*** Opening of EXTRACTED DATA ***
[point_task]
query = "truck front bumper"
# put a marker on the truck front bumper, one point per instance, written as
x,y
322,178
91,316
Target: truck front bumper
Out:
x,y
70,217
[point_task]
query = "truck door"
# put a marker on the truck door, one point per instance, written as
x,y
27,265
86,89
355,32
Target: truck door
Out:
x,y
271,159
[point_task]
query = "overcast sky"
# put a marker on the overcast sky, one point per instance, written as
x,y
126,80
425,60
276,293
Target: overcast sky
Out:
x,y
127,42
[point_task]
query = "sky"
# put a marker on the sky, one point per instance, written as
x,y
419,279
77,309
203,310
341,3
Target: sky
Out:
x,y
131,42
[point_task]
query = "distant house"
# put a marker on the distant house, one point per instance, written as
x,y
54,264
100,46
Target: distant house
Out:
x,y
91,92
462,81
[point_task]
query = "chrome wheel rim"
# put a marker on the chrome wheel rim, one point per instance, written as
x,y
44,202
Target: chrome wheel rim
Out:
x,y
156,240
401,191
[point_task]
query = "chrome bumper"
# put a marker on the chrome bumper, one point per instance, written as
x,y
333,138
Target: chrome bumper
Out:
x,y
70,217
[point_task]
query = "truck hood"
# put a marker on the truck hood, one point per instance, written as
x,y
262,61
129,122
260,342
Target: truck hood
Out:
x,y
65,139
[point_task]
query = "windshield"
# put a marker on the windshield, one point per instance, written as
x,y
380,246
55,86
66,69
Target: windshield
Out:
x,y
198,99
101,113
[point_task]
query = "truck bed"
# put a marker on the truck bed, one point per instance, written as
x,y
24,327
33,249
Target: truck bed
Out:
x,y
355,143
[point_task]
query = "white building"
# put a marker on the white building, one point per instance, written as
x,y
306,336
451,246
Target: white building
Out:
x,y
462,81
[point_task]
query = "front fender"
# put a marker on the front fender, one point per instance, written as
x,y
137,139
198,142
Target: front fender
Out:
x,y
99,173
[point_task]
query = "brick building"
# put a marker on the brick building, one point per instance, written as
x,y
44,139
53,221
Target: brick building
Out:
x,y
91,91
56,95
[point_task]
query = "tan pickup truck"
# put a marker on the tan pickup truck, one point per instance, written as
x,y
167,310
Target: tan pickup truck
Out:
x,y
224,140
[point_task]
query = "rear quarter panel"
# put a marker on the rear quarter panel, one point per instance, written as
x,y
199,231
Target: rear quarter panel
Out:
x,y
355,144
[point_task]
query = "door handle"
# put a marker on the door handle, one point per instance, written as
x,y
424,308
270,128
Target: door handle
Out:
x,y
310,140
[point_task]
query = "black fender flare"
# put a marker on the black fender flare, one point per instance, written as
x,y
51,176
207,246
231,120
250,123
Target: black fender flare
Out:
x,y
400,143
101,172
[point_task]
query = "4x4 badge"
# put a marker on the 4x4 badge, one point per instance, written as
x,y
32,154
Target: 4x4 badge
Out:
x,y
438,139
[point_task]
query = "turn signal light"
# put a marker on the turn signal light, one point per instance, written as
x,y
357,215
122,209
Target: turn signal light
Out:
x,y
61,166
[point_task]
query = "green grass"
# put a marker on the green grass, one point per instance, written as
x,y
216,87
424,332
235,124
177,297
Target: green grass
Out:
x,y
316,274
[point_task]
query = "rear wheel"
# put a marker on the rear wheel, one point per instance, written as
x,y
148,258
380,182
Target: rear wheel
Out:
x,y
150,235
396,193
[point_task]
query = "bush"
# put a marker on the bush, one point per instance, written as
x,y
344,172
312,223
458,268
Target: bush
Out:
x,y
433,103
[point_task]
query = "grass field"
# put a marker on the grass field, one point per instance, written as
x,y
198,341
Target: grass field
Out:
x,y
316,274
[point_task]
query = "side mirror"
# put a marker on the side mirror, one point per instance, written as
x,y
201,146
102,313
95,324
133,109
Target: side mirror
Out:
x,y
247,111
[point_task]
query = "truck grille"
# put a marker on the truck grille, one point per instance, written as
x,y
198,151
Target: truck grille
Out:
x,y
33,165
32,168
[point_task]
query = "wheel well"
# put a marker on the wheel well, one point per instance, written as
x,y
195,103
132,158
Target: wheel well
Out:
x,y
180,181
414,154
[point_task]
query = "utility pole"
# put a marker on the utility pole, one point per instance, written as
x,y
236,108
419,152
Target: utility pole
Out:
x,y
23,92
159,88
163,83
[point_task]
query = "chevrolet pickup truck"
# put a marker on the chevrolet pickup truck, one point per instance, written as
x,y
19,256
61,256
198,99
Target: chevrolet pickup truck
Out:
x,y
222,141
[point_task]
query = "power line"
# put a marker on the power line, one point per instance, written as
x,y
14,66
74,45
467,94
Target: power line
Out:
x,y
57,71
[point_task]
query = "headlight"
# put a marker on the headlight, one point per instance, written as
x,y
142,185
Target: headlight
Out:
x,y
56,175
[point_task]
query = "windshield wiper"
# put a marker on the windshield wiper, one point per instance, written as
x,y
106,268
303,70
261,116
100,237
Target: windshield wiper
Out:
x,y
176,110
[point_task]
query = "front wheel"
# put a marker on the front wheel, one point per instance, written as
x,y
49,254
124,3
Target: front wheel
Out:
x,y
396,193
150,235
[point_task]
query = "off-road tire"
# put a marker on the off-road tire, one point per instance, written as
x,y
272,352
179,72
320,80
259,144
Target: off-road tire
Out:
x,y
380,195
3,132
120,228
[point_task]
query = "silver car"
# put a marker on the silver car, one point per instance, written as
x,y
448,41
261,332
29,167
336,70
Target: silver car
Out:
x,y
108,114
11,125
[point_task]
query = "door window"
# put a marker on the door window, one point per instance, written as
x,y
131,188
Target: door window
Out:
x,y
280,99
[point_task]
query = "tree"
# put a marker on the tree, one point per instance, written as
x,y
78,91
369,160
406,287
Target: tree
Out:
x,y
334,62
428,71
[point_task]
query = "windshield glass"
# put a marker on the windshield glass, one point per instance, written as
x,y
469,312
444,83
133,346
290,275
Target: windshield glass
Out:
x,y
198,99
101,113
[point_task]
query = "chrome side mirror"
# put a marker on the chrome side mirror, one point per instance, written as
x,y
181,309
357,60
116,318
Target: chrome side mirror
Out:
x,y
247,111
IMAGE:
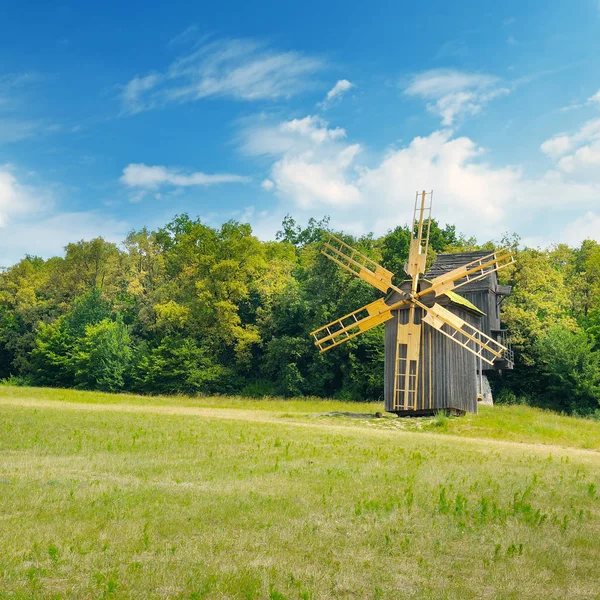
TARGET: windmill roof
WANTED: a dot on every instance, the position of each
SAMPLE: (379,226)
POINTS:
(448,262)
(457,299)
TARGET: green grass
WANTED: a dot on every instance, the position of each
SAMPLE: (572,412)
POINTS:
(129,497)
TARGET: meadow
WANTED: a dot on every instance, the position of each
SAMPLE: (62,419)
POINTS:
(116,496)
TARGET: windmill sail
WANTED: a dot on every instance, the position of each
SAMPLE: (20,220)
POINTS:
*** Close of EXTRACTED DATA ***
- TASK DESCRIPTION: Filter the listing by the string "side"; copy each matching line.

- SOLUTION:
query = "side mirror"
# put a marker on the side mirror, one point per instance, written as
Target: side mirror
query = "chrome side mirror"
# put a marker on the chrome side mirror, one point per instance, written as
Target: chrome side mirror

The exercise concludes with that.